## [Objectif 1]
Répondez, d'après le texte sur la directrice du CCAS de Grigny, aux questions suivantes :
(a) De combien d'agents la structure est-elle composée ?
(b) Quel est le montant du budget à gérer ?
(c) À quelle date est-elle devenue cadre de catégorie A ?

**** Texte à lire ****

Pour Véronique Bartebin, directrice du CCAS (centre communal d’action sociale) de Grigny (Essonne) depuis 2008, « la richesse vient de ceux qui sont sur le terrain ». Avant de prendre ce poste de direction, elle a eu le temps de bien le connaître : pendant cinq ans, elle a occupé un poste de « responsable du service de prévention des expulsions locatives », au sein de cette même structure composée de 18 agents. C’est cet attachement au terrain qui avait fait refuser à cette CESF (conseillère en économie sociale et familiale) d’évoluer vers des fonctions d’encadrement lorsqu’elle exerçait à la Ville de Paris. « A l’époque, je ne me sentais pas prête, j’aimais être dans la relation avec le public, l’aide à l’autonomisation », se souvient-elle.
Quand, en 2007, sa directrice de Grigny (ville populaire de 28 000 habitants dont deux quartiers, La Grande Borne et Grigny 2, sont classés en zone urbaine sensible) lui propose de lui succéder, elle sent que le moment est enfin venu. La passation se fait en douceur pendant un an : coaching une demi-journée par semaine, formation en comptabilité pour faire face à la gestion d’un budget de 1,2 million d’euros. « Je me suis aussi formée sur le tas, en échangeant beaucoup avec le service financier de la ville », raconte-t-elle. Cet accompagnement aux fonctions de direction s’est poursuivi après sa prise de poste via une formation « analyse des pratiques professionnelles » avec d’autres directrices.
En effet, diriger l’équipe dans laquelle on a soi-même travaillé n’est pas simple, surtout quand son statut administratif n’évolue pas. « Comme “responsable du service prévention des expulsions”, j’avais le même grade. Ce n’est qu’en décembre 2015 que je suis devenue cadre de catégorie A, cela a assis ma légitimité », souligne la quinquagénaire. Pour elle, néanmoins, cette connaissance de la pratique est avant tout un atout. « Je comprends les difficultés des collègues. Je sais notamment qu’il est parfois difficile de prendre de la distance par rapport à des situations très dures. » Elle n’hésite d’ailleurs pas à servir de « conseillère technique sur des situations compliquées ».

****

## [Objectif 2]
Recopiez à l'identique les lignes de la liste, depuis la toute première jusqu'à la ligne contenant « top-left (0, 517), bottom-right (430, 694) », celle-ci comprise.

**** Jeu de données ****

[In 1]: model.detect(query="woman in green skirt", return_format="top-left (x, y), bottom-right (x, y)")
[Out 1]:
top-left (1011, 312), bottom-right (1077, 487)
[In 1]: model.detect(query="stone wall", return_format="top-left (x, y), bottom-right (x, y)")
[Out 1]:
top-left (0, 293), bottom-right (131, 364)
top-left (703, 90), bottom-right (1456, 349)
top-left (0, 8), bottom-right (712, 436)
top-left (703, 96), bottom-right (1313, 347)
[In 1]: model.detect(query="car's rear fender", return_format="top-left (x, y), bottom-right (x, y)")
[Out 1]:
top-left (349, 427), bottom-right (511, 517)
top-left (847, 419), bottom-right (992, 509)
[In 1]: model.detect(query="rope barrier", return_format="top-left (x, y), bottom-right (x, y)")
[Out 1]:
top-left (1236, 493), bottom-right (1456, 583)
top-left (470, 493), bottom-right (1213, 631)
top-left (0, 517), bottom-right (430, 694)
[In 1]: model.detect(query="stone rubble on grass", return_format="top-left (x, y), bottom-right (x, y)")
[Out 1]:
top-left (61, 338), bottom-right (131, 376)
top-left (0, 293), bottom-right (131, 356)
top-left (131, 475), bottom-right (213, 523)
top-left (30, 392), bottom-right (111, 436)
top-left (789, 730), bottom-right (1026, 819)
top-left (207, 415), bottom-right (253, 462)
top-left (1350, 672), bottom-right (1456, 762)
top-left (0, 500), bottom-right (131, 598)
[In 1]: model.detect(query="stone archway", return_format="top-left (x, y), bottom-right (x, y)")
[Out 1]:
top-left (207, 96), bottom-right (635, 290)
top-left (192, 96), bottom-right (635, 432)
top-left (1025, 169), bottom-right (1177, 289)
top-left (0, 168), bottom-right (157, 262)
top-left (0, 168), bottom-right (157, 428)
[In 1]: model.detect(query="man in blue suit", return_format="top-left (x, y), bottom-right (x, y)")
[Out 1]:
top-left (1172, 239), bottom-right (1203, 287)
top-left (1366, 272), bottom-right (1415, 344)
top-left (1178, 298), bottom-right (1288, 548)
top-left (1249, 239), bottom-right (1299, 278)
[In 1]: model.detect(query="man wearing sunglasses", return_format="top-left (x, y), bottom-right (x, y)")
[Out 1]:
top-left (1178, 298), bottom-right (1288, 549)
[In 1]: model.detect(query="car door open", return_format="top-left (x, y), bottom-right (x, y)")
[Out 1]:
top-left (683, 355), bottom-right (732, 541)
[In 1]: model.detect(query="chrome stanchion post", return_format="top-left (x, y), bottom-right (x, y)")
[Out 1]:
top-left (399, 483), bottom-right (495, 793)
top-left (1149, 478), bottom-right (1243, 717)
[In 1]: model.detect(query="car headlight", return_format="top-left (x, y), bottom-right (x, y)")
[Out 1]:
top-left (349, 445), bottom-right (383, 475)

****

## [Réponse attendue 1]
(a) 18 agents.
(b) 1,2 million d'euros.
(c) En décembre 2015.

## [Réponse attendue 2]
[In 1]: model.detect(query="woman in green skirt", return_format="top-left (x, y), bottom-right (x, y)")
[Out 1]:
top-left (1011, 312), bottom-right (1077, 487)
[In 1]: model.detect(query="stone wall", return_format="top-left (x, y), bottom-right (x, y)")
[Out 1]:
top-left (0, 293), bottom-right (131, 364)
top-left (703, 90), bottom-right (1456, 349)
top-left (0, 8), bottom-right (712, 436)
top-left (703, 96), bottom-right (1313, 347)
[In 1]: model.detect(query="car's rear fender", return_format="top-left (x, y), bottom-right (x, y)")
[Out 1]:
top-left (349, 427), bottom-right (511, 517)
top-left (847, 419), bottom-right (992, 509)
[In 1]: model.detect(query="rope barrier", return_format="top-left (x, y), bottom-right (x, y)")
[Out 1]:
top-left (1236, 493), bottom-right (1456, 583)
top-left (470, 493), bottom-right (1213, 631)
top-left (0, 517), bottom-right (430, 694)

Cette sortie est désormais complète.